**Document excerpt**
★ ★ ★ ★ ★ ★ ★
Sunday, January 19, 2014

`Make Pleasing Music, and Not Wild Uproar'

“I am quite perplexed in a world of doubts and fancies--there is nothing stable in the world; uproar's your only music.” 

A wryly unhappy thought from the poet who soon would hear melodies unheard. This from a letter Keats wrote his brothers George and Tom 196 years ago this week, between Jan. 13 and 19, in 1818. He refers most immediately to the fallout from the previous month’s “immortal dinner.” The host of that Dec. 28, 1817, soirée in London was the painter and future suicide Robert Haydon. With Keats, the guests included Wordsworth and his cousin Thomas Monkhouse, Charles Lamb and Dr. Joseph Ritchie, who less than a year later would die while searching for Timbuktu (for details, see Penelope Hughes-Hallett's The Immortal Dinner: A Famous Evening of Genius and Laughter in Literary London, 2002). Haydon had also invited the poet and critic John Hamilton Reynolds, one of Keats’ faithful correspondents. Reynolds neither RSVP’ed nor showed up, and he and Haydon exchanged a series of recriminating letters. Keats sees both sides of the dispute: 

“Considering all things—Haydons [sic] frequent neglect of his Appointments &c. his notes were bad enough to put Reynolds on the right side of the question but then Reynolds has no powers of sufferance; no idea of having the thing against him,” and so on. Somehow it’s reassuring to see our forebears -- bright, artistic folk all – behaving like spoiled brats; in short, like us. But it’s also noteworthy that Keats resorts to a musical metaphor: “uproar's your only music.” Music is his poetic ideal, the ineffable object of all his intense, short-lived efforts. The phrase echoes the final line of a sonnet, “How many bards gild the lapses of time,” he had written two years earlier, when he was not yet twenty-one: “Make pleasing music, and not wild uproar.”
★ ★ ★ ★ ★ ★ ★
[Raw records]
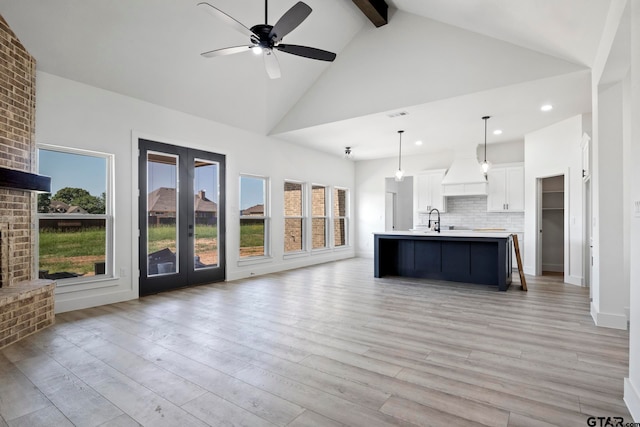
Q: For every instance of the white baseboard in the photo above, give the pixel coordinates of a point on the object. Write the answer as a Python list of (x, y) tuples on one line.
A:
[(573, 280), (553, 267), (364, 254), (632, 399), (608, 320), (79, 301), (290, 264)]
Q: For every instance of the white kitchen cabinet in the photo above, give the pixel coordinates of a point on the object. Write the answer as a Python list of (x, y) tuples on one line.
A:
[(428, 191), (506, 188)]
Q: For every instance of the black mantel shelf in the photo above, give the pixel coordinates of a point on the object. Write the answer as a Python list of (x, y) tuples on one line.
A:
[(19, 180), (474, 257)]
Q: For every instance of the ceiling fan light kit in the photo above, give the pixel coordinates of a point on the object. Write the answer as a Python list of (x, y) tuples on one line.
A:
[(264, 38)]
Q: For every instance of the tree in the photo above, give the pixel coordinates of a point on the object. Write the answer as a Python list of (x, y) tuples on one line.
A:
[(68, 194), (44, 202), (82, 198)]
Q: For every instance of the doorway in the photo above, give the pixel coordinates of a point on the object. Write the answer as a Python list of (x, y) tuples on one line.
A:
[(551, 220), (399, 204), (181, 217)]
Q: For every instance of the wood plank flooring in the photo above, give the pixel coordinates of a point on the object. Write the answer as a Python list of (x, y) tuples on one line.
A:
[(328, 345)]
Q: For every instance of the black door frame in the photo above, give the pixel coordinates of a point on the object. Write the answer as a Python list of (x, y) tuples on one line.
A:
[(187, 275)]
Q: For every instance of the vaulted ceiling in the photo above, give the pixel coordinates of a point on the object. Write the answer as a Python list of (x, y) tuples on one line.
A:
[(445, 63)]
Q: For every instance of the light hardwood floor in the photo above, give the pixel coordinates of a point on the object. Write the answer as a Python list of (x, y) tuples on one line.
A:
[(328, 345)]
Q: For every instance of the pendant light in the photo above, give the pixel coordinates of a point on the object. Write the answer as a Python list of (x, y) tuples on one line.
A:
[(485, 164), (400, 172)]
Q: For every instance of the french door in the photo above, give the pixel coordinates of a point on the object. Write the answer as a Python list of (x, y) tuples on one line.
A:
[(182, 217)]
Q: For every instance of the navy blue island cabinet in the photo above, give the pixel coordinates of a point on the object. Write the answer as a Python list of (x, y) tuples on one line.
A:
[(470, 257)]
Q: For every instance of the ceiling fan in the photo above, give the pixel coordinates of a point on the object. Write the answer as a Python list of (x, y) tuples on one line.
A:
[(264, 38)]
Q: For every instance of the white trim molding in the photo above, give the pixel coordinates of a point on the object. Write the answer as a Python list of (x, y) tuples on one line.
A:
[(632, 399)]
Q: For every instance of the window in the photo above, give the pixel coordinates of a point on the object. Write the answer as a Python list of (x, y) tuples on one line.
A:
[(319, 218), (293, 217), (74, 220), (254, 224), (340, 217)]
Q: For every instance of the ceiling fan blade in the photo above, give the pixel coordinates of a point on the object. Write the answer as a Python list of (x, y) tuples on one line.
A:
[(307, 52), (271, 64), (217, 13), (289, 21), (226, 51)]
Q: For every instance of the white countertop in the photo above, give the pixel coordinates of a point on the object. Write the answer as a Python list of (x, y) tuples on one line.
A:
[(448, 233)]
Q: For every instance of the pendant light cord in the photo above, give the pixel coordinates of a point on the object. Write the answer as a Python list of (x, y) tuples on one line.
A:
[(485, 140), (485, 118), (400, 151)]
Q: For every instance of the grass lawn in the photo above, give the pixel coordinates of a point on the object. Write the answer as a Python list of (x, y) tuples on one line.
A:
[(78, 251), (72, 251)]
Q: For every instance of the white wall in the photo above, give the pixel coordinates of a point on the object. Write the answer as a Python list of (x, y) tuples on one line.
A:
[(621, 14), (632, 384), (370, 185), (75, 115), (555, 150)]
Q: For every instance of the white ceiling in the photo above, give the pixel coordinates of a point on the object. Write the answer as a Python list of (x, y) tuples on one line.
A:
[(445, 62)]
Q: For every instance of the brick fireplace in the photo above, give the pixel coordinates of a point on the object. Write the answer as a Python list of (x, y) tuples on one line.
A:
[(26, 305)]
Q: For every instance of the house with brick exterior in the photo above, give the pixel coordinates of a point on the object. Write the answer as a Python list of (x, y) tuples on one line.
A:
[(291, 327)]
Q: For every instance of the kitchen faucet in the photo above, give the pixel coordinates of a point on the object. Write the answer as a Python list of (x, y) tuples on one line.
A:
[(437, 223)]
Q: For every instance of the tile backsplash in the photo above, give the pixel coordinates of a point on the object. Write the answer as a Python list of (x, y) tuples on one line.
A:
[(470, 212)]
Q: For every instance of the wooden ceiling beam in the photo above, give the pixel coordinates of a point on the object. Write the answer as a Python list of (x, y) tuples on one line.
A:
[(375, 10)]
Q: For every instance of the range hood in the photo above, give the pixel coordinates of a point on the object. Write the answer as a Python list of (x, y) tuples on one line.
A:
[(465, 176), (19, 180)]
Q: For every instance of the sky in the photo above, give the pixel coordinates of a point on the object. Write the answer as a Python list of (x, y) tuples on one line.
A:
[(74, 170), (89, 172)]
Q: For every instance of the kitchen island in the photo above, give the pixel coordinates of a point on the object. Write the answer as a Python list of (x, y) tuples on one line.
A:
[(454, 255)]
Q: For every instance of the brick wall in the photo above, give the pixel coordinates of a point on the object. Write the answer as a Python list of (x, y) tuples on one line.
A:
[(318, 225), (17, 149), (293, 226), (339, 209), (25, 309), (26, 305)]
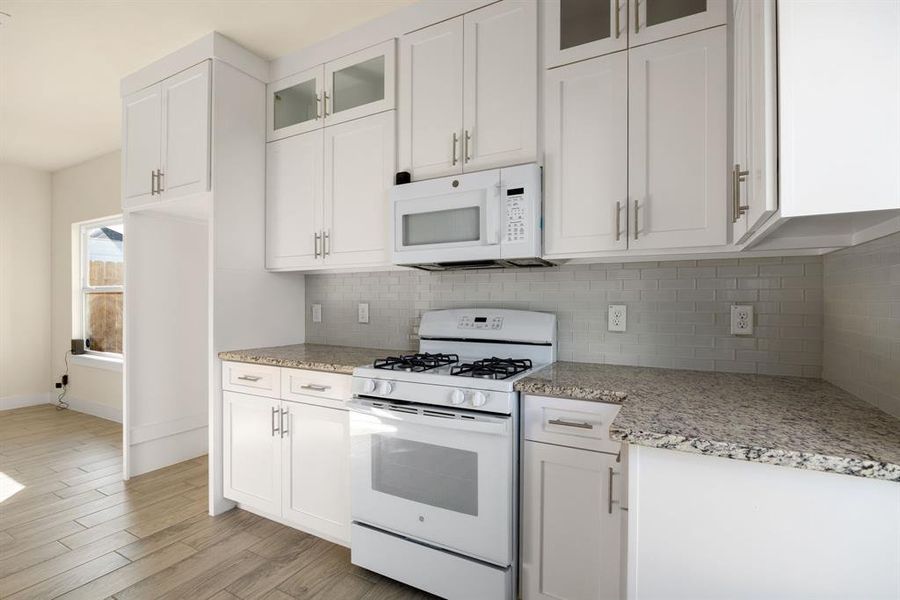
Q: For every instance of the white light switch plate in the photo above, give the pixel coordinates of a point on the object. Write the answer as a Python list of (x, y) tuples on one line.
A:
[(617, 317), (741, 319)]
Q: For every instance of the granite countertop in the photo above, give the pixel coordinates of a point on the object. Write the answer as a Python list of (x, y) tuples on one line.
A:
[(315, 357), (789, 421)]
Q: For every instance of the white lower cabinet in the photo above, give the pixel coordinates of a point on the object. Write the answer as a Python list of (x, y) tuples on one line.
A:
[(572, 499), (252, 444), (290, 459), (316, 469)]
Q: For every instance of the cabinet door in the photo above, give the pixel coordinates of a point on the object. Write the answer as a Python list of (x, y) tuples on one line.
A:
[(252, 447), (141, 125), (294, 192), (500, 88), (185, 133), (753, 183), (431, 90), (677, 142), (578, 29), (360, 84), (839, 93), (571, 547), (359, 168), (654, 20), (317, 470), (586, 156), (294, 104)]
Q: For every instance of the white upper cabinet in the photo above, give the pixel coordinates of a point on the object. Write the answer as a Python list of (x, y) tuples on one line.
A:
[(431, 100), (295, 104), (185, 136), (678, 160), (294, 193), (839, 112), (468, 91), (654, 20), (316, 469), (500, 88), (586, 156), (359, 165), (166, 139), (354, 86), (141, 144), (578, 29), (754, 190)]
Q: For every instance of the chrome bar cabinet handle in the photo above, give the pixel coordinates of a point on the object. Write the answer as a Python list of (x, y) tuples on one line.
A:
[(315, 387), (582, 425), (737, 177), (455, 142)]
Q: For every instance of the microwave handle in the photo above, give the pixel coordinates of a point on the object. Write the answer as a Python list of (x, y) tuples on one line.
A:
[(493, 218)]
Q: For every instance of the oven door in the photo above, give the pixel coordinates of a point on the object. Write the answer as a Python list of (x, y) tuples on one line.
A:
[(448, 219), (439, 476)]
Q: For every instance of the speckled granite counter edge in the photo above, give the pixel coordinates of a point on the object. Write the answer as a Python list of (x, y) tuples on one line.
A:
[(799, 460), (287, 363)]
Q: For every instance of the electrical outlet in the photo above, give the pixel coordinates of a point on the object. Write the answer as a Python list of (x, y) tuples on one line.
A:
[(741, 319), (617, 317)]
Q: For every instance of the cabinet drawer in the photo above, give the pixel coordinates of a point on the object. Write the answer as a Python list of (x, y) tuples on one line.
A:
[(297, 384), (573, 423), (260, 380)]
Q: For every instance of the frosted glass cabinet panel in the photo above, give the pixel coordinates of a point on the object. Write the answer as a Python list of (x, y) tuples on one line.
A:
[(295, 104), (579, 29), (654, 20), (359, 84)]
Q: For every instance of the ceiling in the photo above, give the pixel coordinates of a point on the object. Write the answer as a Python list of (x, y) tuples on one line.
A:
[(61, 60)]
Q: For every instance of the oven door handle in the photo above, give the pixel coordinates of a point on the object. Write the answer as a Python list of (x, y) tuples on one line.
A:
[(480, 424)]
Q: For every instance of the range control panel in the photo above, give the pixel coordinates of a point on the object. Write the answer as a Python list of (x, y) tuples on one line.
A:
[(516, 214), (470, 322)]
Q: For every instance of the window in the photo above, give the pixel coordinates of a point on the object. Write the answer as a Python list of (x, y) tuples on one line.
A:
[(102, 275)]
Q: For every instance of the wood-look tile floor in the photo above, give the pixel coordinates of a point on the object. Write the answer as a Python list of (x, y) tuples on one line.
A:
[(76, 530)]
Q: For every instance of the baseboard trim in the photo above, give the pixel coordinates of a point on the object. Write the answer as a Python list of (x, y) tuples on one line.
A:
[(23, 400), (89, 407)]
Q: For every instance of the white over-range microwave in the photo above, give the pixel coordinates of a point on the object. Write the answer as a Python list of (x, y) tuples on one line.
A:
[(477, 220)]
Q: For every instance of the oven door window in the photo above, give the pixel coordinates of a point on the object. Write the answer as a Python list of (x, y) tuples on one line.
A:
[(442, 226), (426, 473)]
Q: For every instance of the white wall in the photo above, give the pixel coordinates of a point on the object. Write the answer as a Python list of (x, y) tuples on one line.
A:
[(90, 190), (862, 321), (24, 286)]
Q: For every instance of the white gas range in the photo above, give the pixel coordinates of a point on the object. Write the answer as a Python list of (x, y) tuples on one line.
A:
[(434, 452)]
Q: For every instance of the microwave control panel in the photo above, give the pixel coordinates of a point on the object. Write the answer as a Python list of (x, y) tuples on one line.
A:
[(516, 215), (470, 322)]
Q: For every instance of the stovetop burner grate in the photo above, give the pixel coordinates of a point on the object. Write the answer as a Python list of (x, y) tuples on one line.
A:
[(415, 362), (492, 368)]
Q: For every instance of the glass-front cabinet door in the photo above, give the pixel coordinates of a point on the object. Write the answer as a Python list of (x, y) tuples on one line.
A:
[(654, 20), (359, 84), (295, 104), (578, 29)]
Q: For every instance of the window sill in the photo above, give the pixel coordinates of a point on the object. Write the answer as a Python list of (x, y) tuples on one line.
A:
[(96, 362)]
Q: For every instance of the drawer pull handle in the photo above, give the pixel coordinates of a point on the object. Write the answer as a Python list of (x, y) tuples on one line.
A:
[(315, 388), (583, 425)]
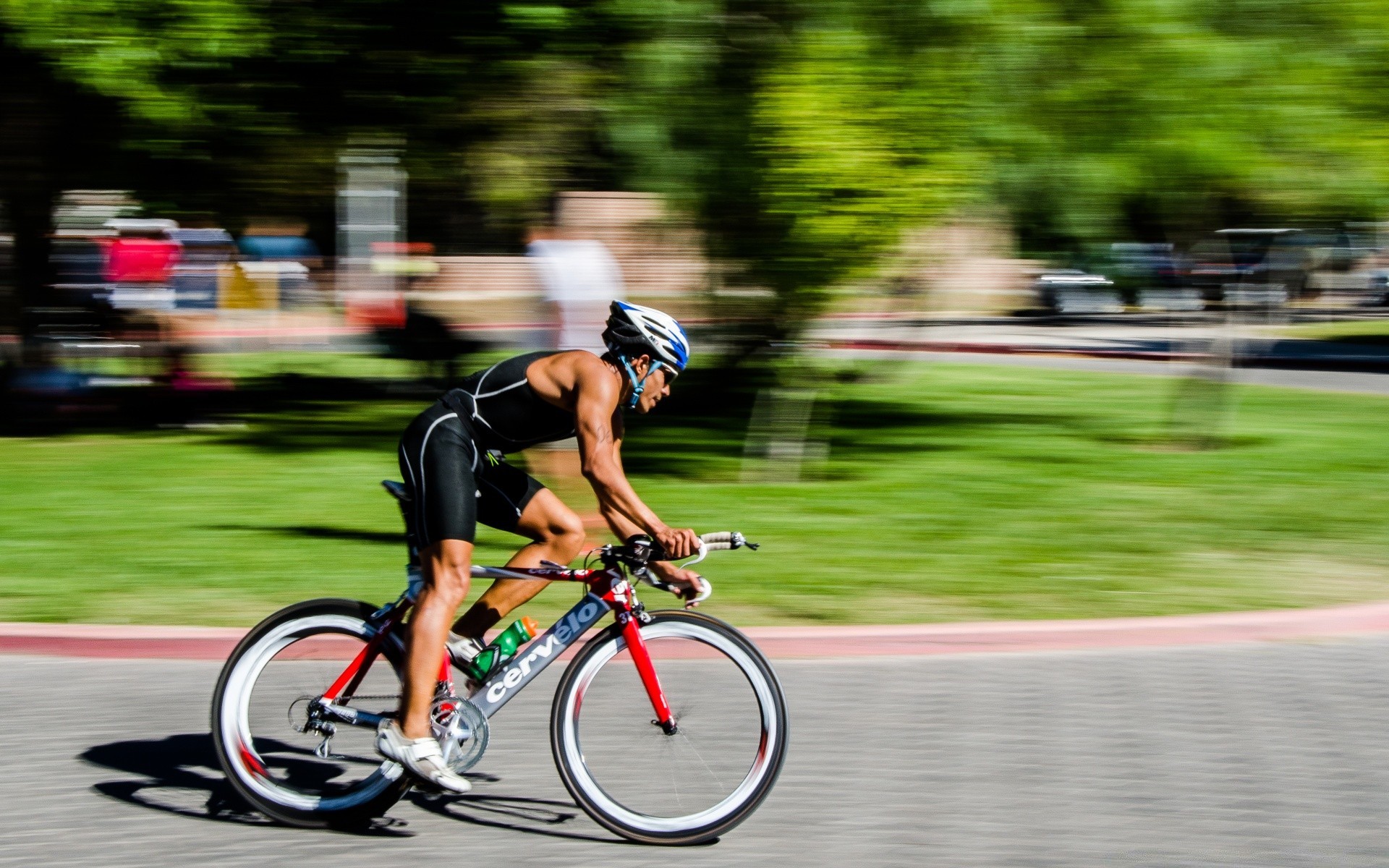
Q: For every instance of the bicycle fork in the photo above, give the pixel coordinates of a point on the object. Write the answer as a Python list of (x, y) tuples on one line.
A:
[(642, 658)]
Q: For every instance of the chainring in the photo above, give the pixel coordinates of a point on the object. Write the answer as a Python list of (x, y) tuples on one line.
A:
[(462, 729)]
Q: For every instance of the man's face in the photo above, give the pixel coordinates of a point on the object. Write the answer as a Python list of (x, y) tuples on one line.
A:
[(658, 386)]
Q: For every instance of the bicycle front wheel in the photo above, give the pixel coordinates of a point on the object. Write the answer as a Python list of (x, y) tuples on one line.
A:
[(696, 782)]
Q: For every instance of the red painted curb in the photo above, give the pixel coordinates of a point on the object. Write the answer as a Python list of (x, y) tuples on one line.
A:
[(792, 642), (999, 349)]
★ ★ ★ ★ ★ ★ ★
**Goals**
1. In the post about Keats' letter, who hosted the "immortal dinner" of Dec. 28, 1817?
2. Pick up the post about Keats' letter to his brothers from where it stops.

**Answers for the exercise**
1. The painter Robert Haydon hosted it.

2.
1 comment:

Guy Walker said...

Lovely, sweet Keats poem but I've written an uncouth rejoinder which you might consider a breach of the peace, Patrick.

Shakespeare coined it

It’s a free country, you know!
In our correct and timid precincts,
Must we piously desist from all immodesty?
Is politeness so de rigueur?
What if we nudged and elbowed,
Broke a flowerpot,
Badgered and jostled,
Were drunk and disorderly,
Peed in backstreets,
Guilty of unmannerly riot,
Caused affray,
Waylaid, bearded and mugged,(Ambushing footpads all),
Were cutpurses to wealth,
Sallied forth, boys, all Francis Drake and got Elizabethan!!

Took the language by the throat
And showed our arses to the moon?

Then where would we be?

In England?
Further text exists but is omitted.